**Instructions to follow**
Copy out each line of the data below in which "green" appears.

══ Supplied material

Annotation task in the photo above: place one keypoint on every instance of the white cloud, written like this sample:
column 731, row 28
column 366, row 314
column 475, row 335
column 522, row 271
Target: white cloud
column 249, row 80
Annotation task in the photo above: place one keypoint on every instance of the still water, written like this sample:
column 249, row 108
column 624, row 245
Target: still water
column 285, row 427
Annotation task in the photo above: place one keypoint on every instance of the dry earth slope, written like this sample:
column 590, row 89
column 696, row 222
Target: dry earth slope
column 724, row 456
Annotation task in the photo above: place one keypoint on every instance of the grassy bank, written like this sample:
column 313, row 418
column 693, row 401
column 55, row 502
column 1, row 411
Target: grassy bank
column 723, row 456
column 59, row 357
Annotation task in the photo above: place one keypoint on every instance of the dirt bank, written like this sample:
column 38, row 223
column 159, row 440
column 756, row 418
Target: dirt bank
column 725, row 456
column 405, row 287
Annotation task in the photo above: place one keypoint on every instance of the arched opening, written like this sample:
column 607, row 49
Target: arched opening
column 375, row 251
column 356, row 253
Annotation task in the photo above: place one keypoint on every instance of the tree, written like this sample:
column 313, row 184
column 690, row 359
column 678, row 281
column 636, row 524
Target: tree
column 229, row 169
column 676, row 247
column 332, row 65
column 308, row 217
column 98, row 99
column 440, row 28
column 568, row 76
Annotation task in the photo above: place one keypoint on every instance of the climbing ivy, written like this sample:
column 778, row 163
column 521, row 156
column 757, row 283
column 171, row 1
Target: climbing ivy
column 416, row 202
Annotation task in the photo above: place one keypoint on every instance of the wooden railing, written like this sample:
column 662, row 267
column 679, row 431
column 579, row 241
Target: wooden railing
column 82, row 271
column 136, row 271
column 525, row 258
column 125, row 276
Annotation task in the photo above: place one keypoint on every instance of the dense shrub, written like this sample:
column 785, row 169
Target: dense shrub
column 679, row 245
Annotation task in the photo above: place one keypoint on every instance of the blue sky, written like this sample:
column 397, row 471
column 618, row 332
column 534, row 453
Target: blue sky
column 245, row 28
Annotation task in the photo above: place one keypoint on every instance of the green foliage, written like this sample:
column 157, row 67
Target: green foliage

════

**Exercise response**
Annotation task in the photo above: place one keypoint on every instance of the green foliage, written like this sample:
Target: green foliage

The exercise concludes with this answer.